### PROBLEM TO WORK ON
Retype the lines of the records exactly, starting with the line that contains "- **Object to detect**: the black car" and going on through the line that contains "top-left (0, 300), bottom-right (750, 498)", with both of those lines included.

### EXERCISE INPUTS
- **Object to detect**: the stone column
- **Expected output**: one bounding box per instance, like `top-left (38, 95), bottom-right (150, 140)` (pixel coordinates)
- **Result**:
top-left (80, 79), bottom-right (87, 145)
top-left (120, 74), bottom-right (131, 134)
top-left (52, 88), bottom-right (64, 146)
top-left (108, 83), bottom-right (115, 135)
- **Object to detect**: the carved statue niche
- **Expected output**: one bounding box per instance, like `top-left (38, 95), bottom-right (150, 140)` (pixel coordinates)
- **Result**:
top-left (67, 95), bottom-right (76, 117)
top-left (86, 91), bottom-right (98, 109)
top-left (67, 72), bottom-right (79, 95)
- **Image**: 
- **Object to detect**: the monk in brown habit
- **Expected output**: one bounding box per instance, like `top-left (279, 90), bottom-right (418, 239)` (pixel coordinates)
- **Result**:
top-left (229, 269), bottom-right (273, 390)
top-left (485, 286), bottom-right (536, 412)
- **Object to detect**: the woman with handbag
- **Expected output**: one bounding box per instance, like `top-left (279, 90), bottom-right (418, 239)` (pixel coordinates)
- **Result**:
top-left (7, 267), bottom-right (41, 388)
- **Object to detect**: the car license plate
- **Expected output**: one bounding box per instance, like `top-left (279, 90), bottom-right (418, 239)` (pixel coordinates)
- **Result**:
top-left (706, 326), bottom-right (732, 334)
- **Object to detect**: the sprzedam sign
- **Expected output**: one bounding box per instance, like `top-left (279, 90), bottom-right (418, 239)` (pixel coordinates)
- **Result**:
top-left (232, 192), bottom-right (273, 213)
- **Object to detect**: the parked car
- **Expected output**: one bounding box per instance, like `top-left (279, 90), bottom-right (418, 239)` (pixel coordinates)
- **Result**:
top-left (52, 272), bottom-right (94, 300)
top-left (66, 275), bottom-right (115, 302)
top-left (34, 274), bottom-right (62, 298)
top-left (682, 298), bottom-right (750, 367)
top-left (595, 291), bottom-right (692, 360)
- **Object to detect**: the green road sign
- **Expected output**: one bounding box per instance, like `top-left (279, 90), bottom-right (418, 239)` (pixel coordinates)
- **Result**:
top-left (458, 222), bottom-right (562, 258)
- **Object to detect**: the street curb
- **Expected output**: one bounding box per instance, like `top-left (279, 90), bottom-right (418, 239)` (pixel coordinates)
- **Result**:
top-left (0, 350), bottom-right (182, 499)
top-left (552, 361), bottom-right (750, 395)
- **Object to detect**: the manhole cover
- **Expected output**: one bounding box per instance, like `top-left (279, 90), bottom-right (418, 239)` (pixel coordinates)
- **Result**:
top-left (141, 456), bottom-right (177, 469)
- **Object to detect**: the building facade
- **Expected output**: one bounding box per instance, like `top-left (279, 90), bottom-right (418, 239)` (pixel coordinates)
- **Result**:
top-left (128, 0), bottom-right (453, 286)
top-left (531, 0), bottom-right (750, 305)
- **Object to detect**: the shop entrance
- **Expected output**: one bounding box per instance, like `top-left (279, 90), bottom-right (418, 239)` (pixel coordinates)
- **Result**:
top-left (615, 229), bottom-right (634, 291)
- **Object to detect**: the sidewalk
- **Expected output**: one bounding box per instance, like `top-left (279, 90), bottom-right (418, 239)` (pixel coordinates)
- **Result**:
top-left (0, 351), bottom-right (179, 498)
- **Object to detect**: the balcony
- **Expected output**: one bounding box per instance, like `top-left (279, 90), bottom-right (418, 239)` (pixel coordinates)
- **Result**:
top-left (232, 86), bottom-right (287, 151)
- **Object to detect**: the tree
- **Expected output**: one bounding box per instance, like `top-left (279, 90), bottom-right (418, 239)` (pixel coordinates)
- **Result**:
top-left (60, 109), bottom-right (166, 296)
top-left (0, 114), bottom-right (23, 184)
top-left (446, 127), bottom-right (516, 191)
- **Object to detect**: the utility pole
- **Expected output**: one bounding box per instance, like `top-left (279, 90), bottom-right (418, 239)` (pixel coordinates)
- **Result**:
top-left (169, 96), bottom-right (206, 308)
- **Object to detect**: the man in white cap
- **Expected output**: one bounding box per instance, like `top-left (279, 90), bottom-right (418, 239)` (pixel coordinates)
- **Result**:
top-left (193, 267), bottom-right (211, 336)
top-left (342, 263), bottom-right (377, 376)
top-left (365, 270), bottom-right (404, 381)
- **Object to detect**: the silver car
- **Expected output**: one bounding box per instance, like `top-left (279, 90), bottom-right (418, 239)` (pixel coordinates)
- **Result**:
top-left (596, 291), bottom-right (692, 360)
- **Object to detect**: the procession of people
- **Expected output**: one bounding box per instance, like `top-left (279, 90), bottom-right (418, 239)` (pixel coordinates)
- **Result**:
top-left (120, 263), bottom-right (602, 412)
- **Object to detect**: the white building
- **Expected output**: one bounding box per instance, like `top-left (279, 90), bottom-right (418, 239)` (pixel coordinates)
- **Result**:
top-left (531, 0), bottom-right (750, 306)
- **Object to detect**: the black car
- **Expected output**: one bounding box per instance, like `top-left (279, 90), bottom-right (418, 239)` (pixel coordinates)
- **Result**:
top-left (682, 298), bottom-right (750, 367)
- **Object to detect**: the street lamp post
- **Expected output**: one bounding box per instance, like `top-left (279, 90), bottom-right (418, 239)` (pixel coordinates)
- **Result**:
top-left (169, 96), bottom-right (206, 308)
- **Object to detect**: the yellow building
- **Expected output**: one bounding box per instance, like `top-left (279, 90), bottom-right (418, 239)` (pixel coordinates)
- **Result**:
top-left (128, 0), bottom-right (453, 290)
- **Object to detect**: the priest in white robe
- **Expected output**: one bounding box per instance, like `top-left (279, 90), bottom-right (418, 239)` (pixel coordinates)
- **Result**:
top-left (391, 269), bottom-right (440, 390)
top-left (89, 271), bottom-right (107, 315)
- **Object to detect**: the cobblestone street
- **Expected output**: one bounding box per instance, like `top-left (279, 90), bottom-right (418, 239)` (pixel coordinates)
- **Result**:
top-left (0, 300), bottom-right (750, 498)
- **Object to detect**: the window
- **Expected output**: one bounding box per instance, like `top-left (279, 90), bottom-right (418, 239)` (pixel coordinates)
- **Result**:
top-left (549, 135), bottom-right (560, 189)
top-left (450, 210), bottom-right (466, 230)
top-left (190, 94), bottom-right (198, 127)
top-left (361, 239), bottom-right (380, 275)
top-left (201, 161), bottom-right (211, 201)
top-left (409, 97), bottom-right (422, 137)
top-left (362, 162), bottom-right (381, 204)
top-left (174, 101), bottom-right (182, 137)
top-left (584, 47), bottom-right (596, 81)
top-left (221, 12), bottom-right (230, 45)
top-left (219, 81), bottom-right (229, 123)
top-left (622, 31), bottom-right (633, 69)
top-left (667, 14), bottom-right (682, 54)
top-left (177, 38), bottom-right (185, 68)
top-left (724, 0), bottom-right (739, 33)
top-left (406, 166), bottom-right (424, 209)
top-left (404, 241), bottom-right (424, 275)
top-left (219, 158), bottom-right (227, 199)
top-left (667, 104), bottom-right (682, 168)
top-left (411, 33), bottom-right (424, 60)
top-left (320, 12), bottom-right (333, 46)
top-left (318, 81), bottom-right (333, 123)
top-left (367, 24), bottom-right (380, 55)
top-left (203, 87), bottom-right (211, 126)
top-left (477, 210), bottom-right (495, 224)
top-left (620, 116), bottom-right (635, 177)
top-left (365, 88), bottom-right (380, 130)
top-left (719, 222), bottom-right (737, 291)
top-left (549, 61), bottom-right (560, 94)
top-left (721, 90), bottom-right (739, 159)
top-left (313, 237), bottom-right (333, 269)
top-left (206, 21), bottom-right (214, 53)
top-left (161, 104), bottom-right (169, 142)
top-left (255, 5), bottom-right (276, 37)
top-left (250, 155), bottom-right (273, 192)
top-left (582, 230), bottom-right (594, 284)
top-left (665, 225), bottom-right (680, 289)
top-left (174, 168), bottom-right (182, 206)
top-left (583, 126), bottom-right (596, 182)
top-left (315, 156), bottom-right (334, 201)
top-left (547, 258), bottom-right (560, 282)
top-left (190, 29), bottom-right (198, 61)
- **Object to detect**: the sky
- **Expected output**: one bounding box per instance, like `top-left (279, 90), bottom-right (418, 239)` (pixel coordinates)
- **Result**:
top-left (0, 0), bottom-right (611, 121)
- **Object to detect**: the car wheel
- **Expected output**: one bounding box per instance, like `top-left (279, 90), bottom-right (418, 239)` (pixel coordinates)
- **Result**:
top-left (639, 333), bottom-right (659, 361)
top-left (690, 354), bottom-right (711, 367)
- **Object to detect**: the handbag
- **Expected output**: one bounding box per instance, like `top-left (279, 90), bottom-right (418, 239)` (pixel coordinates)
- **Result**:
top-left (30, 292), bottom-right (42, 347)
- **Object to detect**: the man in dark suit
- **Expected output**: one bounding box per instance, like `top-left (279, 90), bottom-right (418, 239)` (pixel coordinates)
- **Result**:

### EXPECTED OUTPUT
- **Object to detect**: the black car
- **Expected output**: one bounding box per instance, like `top-left (279, 90), bottom-right (418, 239)` (pixel coordinates)
- **Result**:
top-left (682, 298), bottom-right (750, 367)
- **Object to detect**: the street lamp post
- **Expected output**: one bounding box per instance, like `top-left (279, 90), bottom-right (418, 239)` (pixel coordinates)
- **Result**:
top-left (169, 96), bottom-right (206, 308)
- **Object to detect**: the yellow building
- **Expected output**: one bounding box per instance, like `top-left (279, 90), bottom-right (418, 239)` (pixel coordinates)
- **Result**:
top-left (128, 0), bottom-right (453, 290)
- **Object to detect**: the priest in white robe
- **Expected output**: one bounding box per instance, like `top-left (279, 90), bottom-right (418, 239)` (pixel coordinates)
- **Result**:
top-left (391, 269), bottom-right (440, 390)
top-left (89, 271), bottom-right (107, 315)
- **Object to detect**: the cobblestone street
- **Expected output**: one bounding box per instance, like `top-left (279, 90), bottom-right (418, 239)` (pixel coordinates)
- **Result**:
top-left (0, 300), bottom-right (750, 498)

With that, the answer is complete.